It is a major issue in policing; it is something that my party is becoming more and more aware of as we research this issue of law and order around the community and we want to be helpful to the police in the carrying out of their duties. In being in opposition, we are very careful with information and matters that come before us. We play our part in this loop of Government and Opposition and community and police addressing the law and order matters in this State.

I want to address one other matter that was raised publicly, I think by the Public Interest Network, who questioned whether the commissioner should have the sweeping powers that he will have under this legislation. We have given some thought to that; I have given significant thought to it. I want to say up front that the Tasmanian police service has the complete confidence of the State Opposition, as does the commissioner, and because of the very good record of the Tasmanian police service and the high regard in which they are held in this State, it is appropriate that the commissioner is the person in this State to have that single control. It is not something, the more you think this through, that you would want an elected member to ever have any knowledge about - an attorney-general, for instance, who I know has to give the tick-off for some phone tapping and things like that. There are things that an attorney-general needs to be aware of. I do not believe in witness protection that anybody outside, any civilian outside of the loop, ought to be involved in at all. You want it to go to the very top, you want him to have sweeping powers for it to be effective and I think that is the right place for it.

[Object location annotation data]
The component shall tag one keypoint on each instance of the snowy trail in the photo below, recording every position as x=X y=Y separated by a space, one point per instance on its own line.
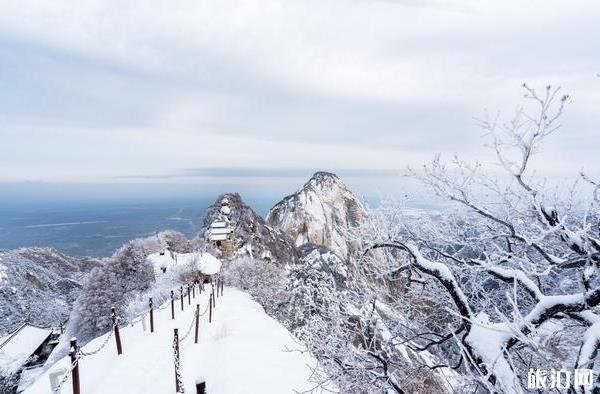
x=241 y=351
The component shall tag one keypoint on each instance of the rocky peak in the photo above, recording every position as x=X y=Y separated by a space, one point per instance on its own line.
x=253 y=237
x=320 y=212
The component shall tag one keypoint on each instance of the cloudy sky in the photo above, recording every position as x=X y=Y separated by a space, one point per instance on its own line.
x=260 y=92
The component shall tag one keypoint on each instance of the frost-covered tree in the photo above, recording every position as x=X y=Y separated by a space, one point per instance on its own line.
x=516 y=262
x=124 y=274
x=263 y=280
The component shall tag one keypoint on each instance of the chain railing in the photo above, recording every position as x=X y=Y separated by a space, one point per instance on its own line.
x=77 y=353
x=91 y=353
x=65 y=377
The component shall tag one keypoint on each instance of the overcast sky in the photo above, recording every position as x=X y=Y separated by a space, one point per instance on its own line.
x=232 y=92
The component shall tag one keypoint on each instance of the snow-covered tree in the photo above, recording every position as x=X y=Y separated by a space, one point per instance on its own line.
x=517 y=261
x=126 y=273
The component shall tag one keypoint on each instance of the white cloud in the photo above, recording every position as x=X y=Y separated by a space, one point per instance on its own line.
x=353 y=83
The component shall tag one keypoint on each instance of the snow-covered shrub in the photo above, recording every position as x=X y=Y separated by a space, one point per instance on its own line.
x=160 y=291
x=516 y=262
x=263 y=280
x=123 y=275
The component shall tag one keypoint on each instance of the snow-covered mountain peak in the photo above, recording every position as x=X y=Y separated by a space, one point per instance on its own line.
x=320 y=212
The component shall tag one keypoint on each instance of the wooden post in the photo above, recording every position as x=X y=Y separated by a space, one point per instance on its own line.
x=151 y=316
x=181 y=296
x=172 y=305
x=210 y=308
x=214 y=298
x=197 y=321
x=176 y=350
x=117 y=334
x=75 y=372
x=200 y=387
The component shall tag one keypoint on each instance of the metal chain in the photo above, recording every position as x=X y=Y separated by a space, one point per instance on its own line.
x=81 y=352
x=67 y=374
x=205 y=310
x=176 y=355
x=189 y=329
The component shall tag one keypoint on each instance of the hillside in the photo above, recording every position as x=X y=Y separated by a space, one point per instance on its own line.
x=39 y=285
x=242 y=351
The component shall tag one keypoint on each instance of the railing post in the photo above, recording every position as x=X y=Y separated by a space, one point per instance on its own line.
x=172 y=305
x=214 y=298
x=151 y=316
x=181 y=296
x=197 y=321
x=176 y=354
x=116 y=328
x=210 y=308
x=75 y=372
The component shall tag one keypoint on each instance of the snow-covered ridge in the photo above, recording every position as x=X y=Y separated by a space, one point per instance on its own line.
x=320 y=212
x=204 y=262
x=243 y=350
x=39 y=284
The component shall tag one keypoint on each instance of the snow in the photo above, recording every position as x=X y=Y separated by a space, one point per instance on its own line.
x=2 y=272
x=488 y=340
x=242 y=351
x=17 y=347
x=204 y=261
x=208 y=264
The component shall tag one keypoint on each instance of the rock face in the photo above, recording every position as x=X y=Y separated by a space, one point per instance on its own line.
x=252 y=235
x=38 y=285
x=321 y=212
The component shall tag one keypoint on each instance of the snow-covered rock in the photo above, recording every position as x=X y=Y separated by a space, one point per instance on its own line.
x=39 y=285
x=320 y=212
x=253 y=237
x=203 y=261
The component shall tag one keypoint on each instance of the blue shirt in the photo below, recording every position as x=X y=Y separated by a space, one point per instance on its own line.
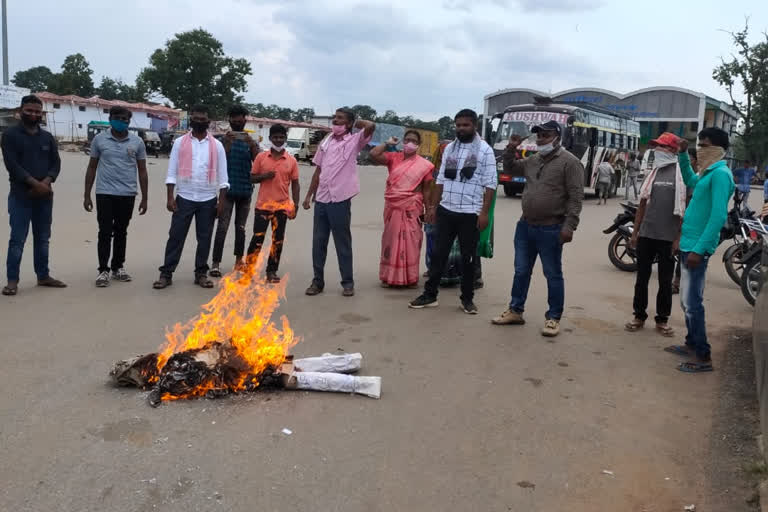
x=25 y=155
x=118 y=163
x=743 y=178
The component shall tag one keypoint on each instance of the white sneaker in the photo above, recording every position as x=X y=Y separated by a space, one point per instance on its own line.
x=121 y=275
x=551 y=328
x=103 y=280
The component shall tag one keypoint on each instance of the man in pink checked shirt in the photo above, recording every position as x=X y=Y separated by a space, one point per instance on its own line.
x=333 y=186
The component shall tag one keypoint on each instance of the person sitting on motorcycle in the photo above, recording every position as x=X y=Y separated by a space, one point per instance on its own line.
x=656 y=233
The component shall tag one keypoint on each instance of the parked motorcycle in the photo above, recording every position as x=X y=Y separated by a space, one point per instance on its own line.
x=620 y=251
x=743 y=242
x=751 y=277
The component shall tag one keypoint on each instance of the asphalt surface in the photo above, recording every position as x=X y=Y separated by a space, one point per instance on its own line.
x=472 y=416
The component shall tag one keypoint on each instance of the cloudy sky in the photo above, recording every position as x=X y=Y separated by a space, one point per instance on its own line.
x=427 y=58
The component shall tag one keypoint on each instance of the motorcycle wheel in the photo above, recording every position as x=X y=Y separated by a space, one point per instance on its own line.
x=620 y=253
x=733 y=264
x=752 y=280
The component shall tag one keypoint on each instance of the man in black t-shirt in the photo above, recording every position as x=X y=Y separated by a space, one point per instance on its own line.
x=656 y=234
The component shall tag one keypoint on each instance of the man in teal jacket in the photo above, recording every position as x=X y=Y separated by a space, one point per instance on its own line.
x=705 y=216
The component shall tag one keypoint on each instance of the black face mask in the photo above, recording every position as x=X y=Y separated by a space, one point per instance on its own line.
x=199 y=126
x=30 y=121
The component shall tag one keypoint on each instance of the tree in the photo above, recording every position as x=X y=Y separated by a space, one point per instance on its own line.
x=364 y=112
x=748 y=70
x=446 y=128
x=193 y=68
x=36 y=79
x=304 y=115
x=74 y=78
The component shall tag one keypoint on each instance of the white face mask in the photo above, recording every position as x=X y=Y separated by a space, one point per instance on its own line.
x=545 y=149
x=663 y=158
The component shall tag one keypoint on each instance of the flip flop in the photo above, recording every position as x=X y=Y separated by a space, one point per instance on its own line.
x=51 y=283
x=634 y=326
x=203 y=282
x=695 y=367
x=680 y=350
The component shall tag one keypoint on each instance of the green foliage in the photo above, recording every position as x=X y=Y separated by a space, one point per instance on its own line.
x=36 y=79
x=193 y=68
x=75 y=77
x=747 y=70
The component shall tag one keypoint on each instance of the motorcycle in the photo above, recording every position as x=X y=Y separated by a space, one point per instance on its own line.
x=753 y=260
x=620 y=251
x=743 y=242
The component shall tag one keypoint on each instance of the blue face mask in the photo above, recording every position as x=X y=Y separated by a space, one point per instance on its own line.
x=118 y=126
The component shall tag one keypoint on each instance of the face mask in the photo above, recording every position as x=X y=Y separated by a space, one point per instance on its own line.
x=410 y=148
x=663 y=158
x=545 y=149
x=30 y=121
x=199 y=126
x=118 y=125
x=708 y=155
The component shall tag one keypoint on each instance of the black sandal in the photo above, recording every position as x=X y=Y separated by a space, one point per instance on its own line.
x=203 y=282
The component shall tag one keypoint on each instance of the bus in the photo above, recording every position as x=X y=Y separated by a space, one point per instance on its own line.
x=591 y=133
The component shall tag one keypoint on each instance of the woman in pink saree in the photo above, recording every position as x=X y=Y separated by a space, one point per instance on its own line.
x=408 y=189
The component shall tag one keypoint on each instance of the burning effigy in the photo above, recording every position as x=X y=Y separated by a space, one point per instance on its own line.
x=234 y=346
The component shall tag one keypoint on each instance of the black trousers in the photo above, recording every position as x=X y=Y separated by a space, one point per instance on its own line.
x=647 y=250
x=261 y=221
x=242 y=206
x=204 y=213
x=449 y=226
x=113 y=214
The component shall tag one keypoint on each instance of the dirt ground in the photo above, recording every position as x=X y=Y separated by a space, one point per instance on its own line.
x=472 y=416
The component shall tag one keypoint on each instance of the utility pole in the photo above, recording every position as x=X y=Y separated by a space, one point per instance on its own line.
x=5 y=44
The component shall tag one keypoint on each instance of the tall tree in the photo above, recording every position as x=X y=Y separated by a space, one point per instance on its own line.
x=446 y=130
x=747 y=70
x=193 y=68
x=364 y=112
x=75 y=77
x=36 y=79
x=304 y=115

— What needs to be done —
Reproduce word for word everything in the speech on policing above, from "It is a major" down to "in this State.".

— Expected answer —
It is a major issue in policing; it is something that my party is becoming more and more aware of as we research this issue of law and order around the community and we want to be helpful to the police in the carrying out of their duties. In being in opposition, we are very careful with information and matters that come before us. We play our part in this loop of Government and Opposition and community and police addressing the law and order matters in this State.